Addison spent so much time creating this made up etiquette and title system she forgot that worldbuilding is more then just made up words and it's generally a good idea to have a plot. Even if we were to take the theory that this was a character study... well, no one but Maia is more then two-dimensional, some barely make it that far, being just signifiers of emotion. All I kept thinking while reading this book and looking askance at the rave review on the front cover from author Scott Lynch guaranteeing court intrigue was that someone, ie Addison, needs to bone up on their court history or read Patrick Rothfuss's A Wise Man's Fear to see a successfully executed fantasy court. Because really, strip this book down, strip the stupid Ethuverazhin language, strip the emotive ears, strip out every time someone says "Serenity" (that alone should make the book two hundred pages shorter) and what do you have? Literally Queen Victoria's ascension to the throne, which is milquetoast to the Medici's! Seriously, all this book is is a kernel of real history tarted up with all these fantastical and nonsensical trappings and spewed back at us with no depth and no umph. Everything is surface.

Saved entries
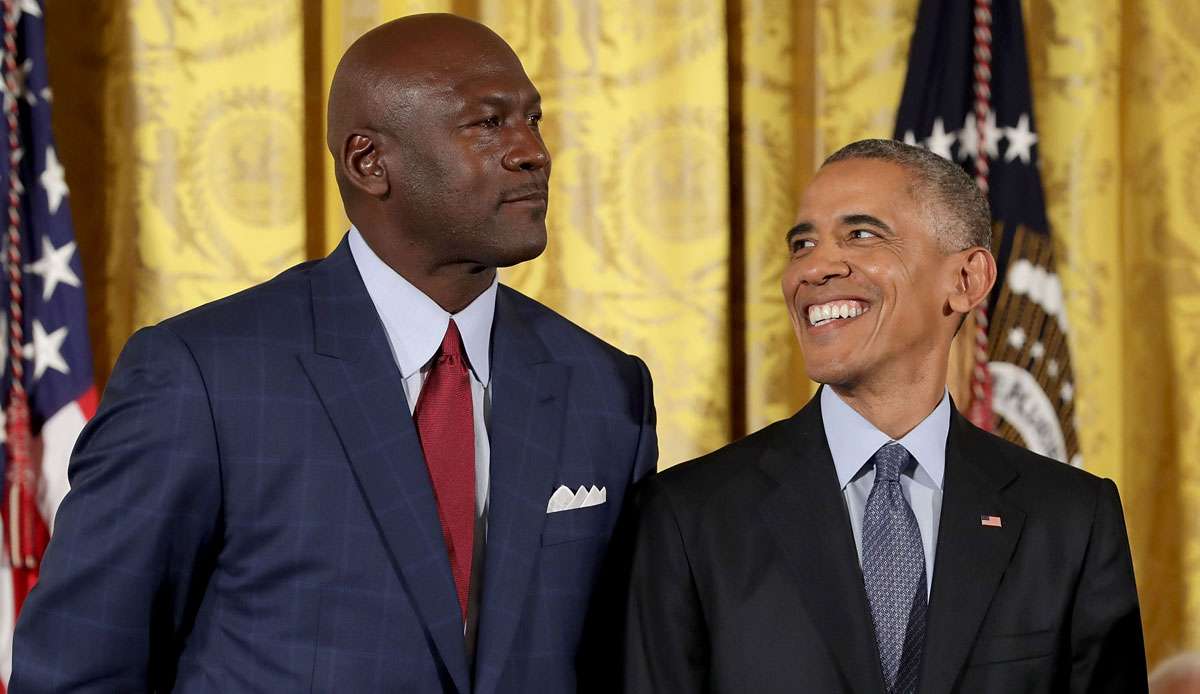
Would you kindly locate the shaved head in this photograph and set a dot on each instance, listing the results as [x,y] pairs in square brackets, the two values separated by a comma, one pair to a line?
[394,65]
[433,126]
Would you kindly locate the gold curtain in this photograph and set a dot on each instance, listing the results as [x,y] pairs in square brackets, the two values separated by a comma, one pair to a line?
[683,132]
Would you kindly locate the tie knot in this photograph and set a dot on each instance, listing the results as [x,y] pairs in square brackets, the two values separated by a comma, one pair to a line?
[451,351]
[889,460]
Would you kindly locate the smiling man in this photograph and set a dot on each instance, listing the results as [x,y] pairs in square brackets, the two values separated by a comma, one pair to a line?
[377,472]
[876,542]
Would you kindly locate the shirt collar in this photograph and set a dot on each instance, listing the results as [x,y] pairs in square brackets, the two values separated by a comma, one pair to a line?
[853,440]
[415,323]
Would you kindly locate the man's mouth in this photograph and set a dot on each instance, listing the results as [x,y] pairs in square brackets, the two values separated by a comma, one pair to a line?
[533,197]
[837,310]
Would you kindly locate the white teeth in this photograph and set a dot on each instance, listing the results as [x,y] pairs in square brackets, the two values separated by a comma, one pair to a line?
[825,312]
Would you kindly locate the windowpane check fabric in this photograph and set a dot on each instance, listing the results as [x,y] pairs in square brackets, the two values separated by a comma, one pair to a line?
[445,425]
[894,572]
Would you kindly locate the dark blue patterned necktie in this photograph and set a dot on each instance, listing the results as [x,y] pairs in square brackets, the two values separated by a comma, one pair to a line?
[894,573]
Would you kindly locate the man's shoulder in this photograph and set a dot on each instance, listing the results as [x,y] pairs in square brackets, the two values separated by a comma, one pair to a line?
[725,473]
[1039,479]
[281,304]
[563,336]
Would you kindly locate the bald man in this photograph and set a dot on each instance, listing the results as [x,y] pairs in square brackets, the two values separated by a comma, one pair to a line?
[377,472]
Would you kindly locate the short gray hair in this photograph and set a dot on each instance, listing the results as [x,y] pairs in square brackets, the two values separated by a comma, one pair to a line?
[959,211]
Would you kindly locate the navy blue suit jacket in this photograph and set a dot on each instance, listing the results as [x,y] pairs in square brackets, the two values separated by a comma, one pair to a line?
[250,508]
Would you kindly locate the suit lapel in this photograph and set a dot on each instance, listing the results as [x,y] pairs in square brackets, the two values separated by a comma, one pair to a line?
[807,515]
[357,380]
[971,557]
[528,405]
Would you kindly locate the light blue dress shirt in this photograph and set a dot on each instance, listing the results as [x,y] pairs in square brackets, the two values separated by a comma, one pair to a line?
[853,441]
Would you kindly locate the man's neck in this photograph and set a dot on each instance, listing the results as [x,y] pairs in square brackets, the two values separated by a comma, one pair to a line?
[451,287]
[893,411]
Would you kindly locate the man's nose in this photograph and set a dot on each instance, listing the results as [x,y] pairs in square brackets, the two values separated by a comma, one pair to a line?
[527,151]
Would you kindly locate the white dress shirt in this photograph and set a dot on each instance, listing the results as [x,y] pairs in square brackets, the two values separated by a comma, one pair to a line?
[415,325]
[853,441]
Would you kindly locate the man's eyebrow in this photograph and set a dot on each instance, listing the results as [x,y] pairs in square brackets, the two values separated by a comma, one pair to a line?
[801,228]
[503,100]
[865,220]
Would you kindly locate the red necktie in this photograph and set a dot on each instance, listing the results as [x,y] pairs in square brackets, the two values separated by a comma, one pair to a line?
[447,426]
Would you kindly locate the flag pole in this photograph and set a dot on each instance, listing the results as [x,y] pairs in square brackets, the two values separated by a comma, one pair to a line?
[981,412]
[17,424]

About this exercise.
According to the review, which author's rave review appears on the book's front cover? The records are not needed for this work.

Response to the task.
Scott Lynch